Aşağıdaki mahkeme kararından "Emsal Mahkeme Kararı" ifadesiyle başlayıp "olması amacıyla eklenmiştir." ifadesine kadar süren bölümü aynen yazın.

• Sunulan Metin
■ ■ ■

Emsal Mahkeme Kararı Bakırköy 4. Asliye Ticaret Mahkemesi 2021/1059 E. 2022/739 K. 06.09.2022 T.

Görüntülediğiniz mahkeme kararı henüz kesinleşmemiştir. Yararlı olması amacıyla eklenmiştir.

T.C. BAKIRKÖY 4. ASLİYE TİCARET MAHKEMESİ

ESAS NO : 2021/1059 Esas
KARAR NO : 2022/739

DAVA : Menfi Tespit (Acentelik Sözleşmesinden Kaynaklanan)
DAVA TARİHİ : 15/12/2021
KARAR TARİHİ : 06/09/2022
GEREKÇELİ KARARIN
YAZILDIĞI TARİH : 06/09/2022

Mahkememizde görülmekte olan Menfi Tespit (Acentelik Sözleşmesinden Kaynaklanan) davasının yapılan açık yargılaması sonunda,
GEREĞİ DÜŞÜNÜLDÜ:
TALEP;Davacı vekili dava dilekçesinde özetle; Davacı, davalı şirketin yetkili acentesi olduğunu ve uzun süre sözleşmeye uygun olarak davalı şirkete hizmet verdiğini, davalı şirket …. cezası adı altında zararı olduğunu ileri sürerek davacının bayilik sözleşmesini iptal ettiğini devamında da sözde uğradığı zararların tahsili içinde davacıya fatura kesildiğini, zararın ne olduğu söylenmeden sözleşmenin haksız şekilde feshedildiğini, davalı şirket davacıya müşterilerden şikayet aldığını ve bu şikayetler dolayısıyla müşterilerin hatları üzerine aksesuar alındığın ancak müşterilerin bu konuda herhangi bir bilgisi olmadan bu satışların yapıldığı, bu nedenle müşterilerin zarara uğradığı ve bu zararlar ile sözleşme kapsamında fraud cezası adı altında müvekkilinin borçlandırıldığını, hat sahibi müşterilerden habersiz olarak aksesuar satışının yapılması, hat sahiplerinin telefonuna kod ve onay gelmek suretiyle yapıldığından mümkün olmadığını, bayilik sözleşmesinin haksız şekilde feshedilmesi sebebiyle müvekkilinin ham maddi hem de manevi zarara uğradığını, İstanbul … İcra Müdürlüğü … esas sayılı dosyasında açılan takibin kesinleştiğini belirterek davacı vekili davanın reddi ile yargılama gideri ve vekalet ücretinin davalı üzerinde bırakılmasını arz ve talep etmiştir.

■ ■ ■

• Kayıt Listesi
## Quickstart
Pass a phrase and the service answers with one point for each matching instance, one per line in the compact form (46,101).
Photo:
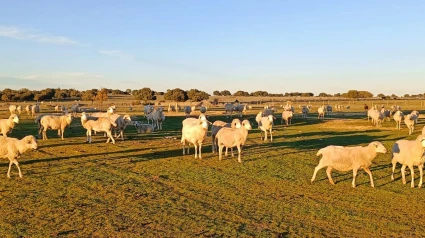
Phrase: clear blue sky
(277,46)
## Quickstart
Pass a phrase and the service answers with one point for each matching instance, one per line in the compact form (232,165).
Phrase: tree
(176,95)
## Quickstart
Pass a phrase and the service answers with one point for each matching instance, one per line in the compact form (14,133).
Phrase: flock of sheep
(408,153)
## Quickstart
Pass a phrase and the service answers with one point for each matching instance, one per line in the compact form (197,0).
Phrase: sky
(276,46)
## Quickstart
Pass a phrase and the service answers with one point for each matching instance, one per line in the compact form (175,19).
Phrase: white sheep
(12,109)
(218,125)
(12,148)
(229,138)
(194,132)
(398,118)
(348,158)
(7,125)
(409,153)
(98,124)
(54,123)
(266,124)
(287,116)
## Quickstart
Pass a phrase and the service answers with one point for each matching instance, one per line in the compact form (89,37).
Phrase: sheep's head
(31,142)
(14,118)
(379,147)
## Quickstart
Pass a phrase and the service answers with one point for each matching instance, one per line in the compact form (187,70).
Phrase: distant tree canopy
(144,94)
(176,95)
(197,95)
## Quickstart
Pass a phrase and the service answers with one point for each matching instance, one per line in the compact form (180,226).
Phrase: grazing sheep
(143,128)
(28,110)
(7,125)
(348,158)
(218,125)
(287,116)
(12,109)
(19,109)
(121,121)
(410,120)
(194,132)
(54,123)
(12,148)
(230,137)
(187,110)
(266,124)
(321,112)
(398,117)
(98,124)
(409,153)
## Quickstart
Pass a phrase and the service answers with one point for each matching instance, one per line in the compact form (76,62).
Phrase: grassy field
(144,186)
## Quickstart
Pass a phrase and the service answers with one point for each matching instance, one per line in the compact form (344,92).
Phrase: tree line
(177,94)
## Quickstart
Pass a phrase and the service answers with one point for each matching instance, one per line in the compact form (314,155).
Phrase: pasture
(144,186)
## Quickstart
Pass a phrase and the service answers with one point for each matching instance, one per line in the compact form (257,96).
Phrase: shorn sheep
(409,153)
(7,125)
(348,158)
(12,148)
(194,132)
(98,124)
(229,138)
(54,123)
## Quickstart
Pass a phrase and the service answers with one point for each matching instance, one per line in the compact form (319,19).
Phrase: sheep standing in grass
(348,158)
(194,132)
(266,124)
(409,153)
(398,118)
(54,123)
(218,125)
(287,116)
(7,125)
(410,121)
(12,148)
(229,138)
(98,124)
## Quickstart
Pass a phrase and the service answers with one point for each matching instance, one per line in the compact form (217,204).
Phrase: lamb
(410,120)
(194,132)
(54,123)
(348,158)
(7,125)
(12,148)
(287,116)
(99,124)
(266,124)
(28,109)
(143,128)
(12,109)
(187,110)
(409,153)
(321,112)
(19,109)
(398,117)
(218,125)
(122,121)
(229,138)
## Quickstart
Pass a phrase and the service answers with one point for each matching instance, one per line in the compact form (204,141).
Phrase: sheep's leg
(403,177)
(412,173)
(329,173)
(370,176)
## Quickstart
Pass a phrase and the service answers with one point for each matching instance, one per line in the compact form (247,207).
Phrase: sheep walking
(348,158)
(230,137)
(194,132)
(409,153)
(12,148)
(54,123)
(7,125)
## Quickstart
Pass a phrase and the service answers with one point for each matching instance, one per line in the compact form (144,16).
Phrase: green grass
(144,186)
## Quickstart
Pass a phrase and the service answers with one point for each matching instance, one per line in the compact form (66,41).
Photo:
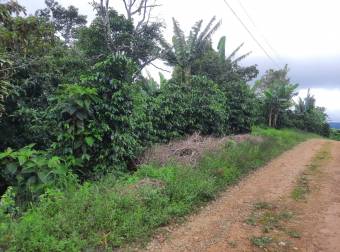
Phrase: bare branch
(140,8)
(159,68)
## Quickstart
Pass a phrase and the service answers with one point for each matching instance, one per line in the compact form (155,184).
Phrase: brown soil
(188,151)
(221,226)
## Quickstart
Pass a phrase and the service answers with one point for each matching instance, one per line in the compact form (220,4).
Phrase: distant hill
(335,125)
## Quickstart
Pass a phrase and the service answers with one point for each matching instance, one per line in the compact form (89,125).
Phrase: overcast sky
(302,33)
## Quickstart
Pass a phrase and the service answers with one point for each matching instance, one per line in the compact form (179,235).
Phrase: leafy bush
(183,108)
(110,213)
(30,172)
(243,105)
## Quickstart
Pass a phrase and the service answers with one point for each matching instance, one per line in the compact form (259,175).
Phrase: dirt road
(221,225)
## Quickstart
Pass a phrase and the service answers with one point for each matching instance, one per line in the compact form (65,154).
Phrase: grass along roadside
(112,213)
(275,223)
(302,187)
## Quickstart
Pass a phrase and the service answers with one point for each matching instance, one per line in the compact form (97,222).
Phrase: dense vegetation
(76,112)
(112,212)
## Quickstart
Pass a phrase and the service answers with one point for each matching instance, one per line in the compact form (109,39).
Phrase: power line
(256,27)
(250,33)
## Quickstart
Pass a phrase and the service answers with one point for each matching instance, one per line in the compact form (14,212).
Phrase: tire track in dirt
(319,216)
(222,221)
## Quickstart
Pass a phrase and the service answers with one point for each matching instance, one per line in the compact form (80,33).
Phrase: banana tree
(278,98)
(185,50)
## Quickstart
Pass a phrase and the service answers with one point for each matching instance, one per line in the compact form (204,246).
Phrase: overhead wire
(251,34)
(256,27)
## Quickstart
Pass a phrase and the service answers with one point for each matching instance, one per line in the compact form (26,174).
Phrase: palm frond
(221,47)
(234,52)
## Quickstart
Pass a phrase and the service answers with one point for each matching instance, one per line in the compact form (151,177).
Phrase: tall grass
(111,213)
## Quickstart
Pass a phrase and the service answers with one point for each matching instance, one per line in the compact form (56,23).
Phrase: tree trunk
(275,119)
(270,118)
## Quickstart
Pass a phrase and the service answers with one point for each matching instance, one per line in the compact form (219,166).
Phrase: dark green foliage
(307,116)
(85,105)
(110,213)
(31,172)
(242,103)
(65,21)
(335,134)
(186,108)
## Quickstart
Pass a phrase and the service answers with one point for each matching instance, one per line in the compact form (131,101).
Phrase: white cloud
(300,31)
(328,98)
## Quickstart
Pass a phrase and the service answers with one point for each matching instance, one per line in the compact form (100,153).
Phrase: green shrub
(31,171)
(183,108)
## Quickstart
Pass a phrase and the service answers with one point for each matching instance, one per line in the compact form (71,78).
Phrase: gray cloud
(308,73)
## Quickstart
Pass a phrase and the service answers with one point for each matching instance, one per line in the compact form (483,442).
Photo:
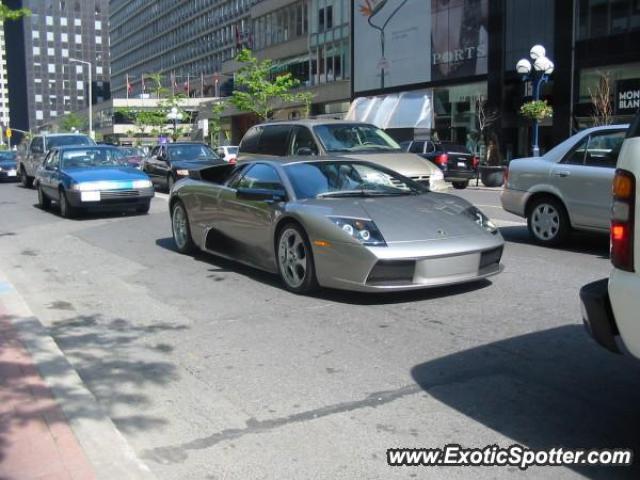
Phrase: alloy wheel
(545,221)
(293,258)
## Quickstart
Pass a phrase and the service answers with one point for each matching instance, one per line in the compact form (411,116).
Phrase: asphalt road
(211,370)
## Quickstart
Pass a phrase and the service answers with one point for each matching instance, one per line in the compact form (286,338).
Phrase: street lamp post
(538,73)
(174,115)
(89,68)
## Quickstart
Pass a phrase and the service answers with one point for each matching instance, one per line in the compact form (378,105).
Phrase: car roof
(309,122)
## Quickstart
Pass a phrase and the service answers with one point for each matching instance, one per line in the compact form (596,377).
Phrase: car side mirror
(304,152)
(261,195)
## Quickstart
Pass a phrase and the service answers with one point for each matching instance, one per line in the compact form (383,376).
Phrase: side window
(603,149)
(249,143)
(274,140)
(576,155)
(416,147)
(261,176)
(302,141)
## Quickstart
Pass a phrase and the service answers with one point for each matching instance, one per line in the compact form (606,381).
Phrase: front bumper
(408,265)
(111,199)
(597,314)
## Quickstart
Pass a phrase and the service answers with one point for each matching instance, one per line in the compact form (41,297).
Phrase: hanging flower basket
(536,110)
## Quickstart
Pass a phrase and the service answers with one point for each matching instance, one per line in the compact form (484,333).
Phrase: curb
(106,448)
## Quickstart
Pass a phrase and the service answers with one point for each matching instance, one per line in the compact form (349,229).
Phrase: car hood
(430,216)
(108,173)
(407,164)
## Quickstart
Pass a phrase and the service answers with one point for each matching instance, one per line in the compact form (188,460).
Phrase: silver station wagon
(567,188)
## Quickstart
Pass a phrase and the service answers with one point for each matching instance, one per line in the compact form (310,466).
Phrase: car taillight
(442,159)
(622,220)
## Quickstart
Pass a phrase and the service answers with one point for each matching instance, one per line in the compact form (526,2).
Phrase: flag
(129,87)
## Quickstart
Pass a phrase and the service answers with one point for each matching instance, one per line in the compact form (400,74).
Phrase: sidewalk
(36,441)
(51,425)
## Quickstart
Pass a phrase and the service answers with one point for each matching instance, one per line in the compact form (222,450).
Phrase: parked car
(611,306)
(228,153)
(354,140)
(337,223)
(32,152)
(89,178)
(456,162)
(133,156)
(168,163)
(8,165)
(567,188)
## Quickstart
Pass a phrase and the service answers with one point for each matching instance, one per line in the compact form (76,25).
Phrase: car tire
(44,202)
(181,229)
(295,259)
(548,221)
(25,180)
(66,209)
(144,208)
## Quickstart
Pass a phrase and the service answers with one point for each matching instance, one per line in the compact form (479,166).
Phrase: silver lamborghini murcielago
(336,223)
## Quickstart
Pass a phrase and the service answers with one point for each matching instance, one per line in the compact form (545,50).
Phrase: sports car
(336,223)
(91,178)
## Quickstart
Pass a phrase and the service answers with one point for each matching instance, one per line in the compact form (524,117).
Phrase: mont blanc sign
(627,96)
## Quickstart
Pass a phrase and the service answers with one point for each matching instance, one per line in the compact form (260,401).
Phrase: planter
(492,176)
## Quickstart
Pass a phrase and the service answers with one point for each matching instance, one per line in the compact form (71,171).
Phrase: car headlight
(142,184)
(365,231)
(481,219)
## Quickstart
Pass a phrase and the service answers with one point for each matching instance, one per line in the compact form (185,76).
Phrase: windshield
(354,137)
(4,156)
(190,152)
(63,140)
(92,158)
(335,179)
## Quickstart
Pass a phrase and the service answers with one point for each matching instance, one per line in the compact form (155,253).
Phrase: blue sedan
(83,178)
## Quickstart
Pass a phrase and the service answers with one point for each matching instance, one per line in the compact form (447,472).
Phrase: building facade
(44,82)
(434,64)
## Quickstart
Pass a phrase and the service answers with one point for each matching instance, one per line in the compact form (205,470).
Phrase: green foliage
(73,121)
(7,13)
(259,91)
(536,110)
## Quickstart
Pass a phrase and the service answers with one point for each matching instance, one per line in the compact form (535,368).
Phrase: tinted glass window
(261,176)
(68,140)
(417,147)
(303,141)
(603,149)
(273,140)
(249,143)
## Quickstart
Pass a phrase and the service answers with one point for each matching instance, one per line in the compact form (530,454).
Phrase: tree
(7,13)
(601,101)
(259,91)
(72,121)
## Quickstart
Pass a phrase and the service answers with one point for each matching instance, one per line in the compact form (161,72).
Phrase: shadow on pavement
(545,389)
(116,359)
(596,244)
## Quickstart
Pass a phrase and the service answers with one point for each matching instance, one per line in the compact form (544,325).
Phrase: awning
(397,110)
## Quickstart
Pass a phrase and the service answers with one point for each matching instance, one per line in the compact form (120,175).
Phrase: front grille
(490,257)
(390,272)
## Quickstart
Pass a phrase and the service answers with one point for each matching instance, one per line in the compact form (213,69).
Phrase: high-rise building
(44,82)
(4,87)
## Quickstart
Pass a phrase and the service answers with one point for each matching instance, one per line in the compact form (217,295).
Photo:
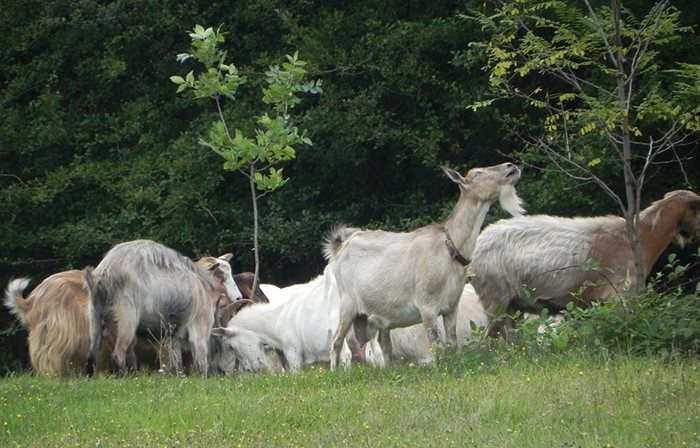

■ ■ ■

• Çözüm
Emsal Mahkeme Kararı Bakırköy 4. Asliye Ticaret Mahkemesi 2021/1059 E. 2022/739 K. 06.09.2022 T.

Görüntülediğiniz mahkeme kararı henüz kesinleşmemiştir. Yararlı olması amacıyla eklenmiştir.